• AUSZUG:
+===+

Es gab hier schon einmal einen Beitrag, in dem ich mich explizit zu den damaligen rechtlichen Grundlagen und einigen Vorurteilen der Asyl- und Flüchtlingspolitik in der BRD geäußert habe. Doch die Ereignisse der letzten Wochen und die Reaktionen aus den populistischen Teilen der Politik zwingen mich erneut die Feder zu erheben.
„Ohne Begrenzungen gehen wir unter!“, „Hartz IV von Flüchtlingen halbieren!“, „Einrichten von Transitzonen!“, „Wir sind nicht das Asylheim für den ganzen
Balkan!“ sind nur ein paar wenige Schlagworte, die zuletzt durch die Medien geisterten. Zudem weisen alle Nachrichtensender aus, dass die Zahl von Anschlägen auf Asylbewerberheime explodiert ist in diesem Jahr.
Was bedeutet das denn nun eigentlich alles für unsere Zivilgesellschaft? Werden wir fremd sein im eigenen Land? Ist das Boot voll, wird der Sozialkampf in den niedersten sozialen Schichten ausbrechen, wie prophezeit?

+===+

• AUFGABE 1: Gib an, was laut dem Auszug zur Asylpolitik alle Nachrichtensender für dieses Jahr ausweisen.
• AUFGABE 2: Führe den Auszug zur Asylpolitik im Anschluss an seinen letzten Satz weiter.
Die Einträge sind eigenständiges Material und gehören nicht zum Auszug zur Asylpolitik.

[Einträge aus einer Datenquelle]
+===+

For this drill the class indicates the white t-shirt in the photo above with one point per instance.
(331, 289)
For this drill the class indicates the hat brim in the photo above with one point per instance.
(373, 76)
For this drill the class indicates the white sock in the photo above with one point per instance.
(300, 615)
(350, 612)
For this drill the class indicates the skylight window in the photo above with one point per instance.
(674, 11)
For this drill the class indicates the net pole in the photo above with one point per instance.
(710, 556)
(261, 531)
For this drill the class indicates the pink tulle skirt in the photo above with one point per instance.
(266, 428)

+===+

• LÖSUNG 1: Die Zahl von Anschlägen auf Asylbewerberheime ist in diesem Jahr explodiert.

• LÖSUNG 2:
Als im Parlamentarischen Rat die Beratungen zum GG der BRD stattfanden, da war man sich einig, dass der damalige Art. 16 GG (heute 16 a GG), das Recht auf Asyl, etwas ist,
welches man gewährt ohne jegliche Einschränkung. Zu tief saßen die Eindrücke eines Weltkrieges, in dem das eigene Volk von Hospitabilität nichts mehr hielt und die germanischen Volksgenossen lieber unter sich blieben. Auch besann man sich auf die Werte, die unseren Kulturkreis so groß gemacht hatten; die christlichen, vor allem die katholischen Werte der Nächstenliebe und Achtung der Menschenwürde. Wir waren keine Herrenmenschen, sondern ebenso wie diejenigen, die nun aus den ehemaligen deutschen Gebieten in das zerstörte Land kamen oder aus der Gefangenschaft begangen waren, in die ein unmenschliches System sie gedrängt
hatte ihre Arbeitskraft und ihr Leben zu geben für den Endsieg.
Dieser Geist weht freilich bereits seit Beginn der 90er Jahre nicht mehr. Die Degradierung und erheblichen Einschränkungen von Art. 16 GG schlichen sich ein, der sogenannte „Asylkompromiss“. Und dessen Geist atmet man auch in jenen Tagen wieder. Beschränken, begrenzen, zurückhalten, denn wir können das alles doch nicht alleine schaffen!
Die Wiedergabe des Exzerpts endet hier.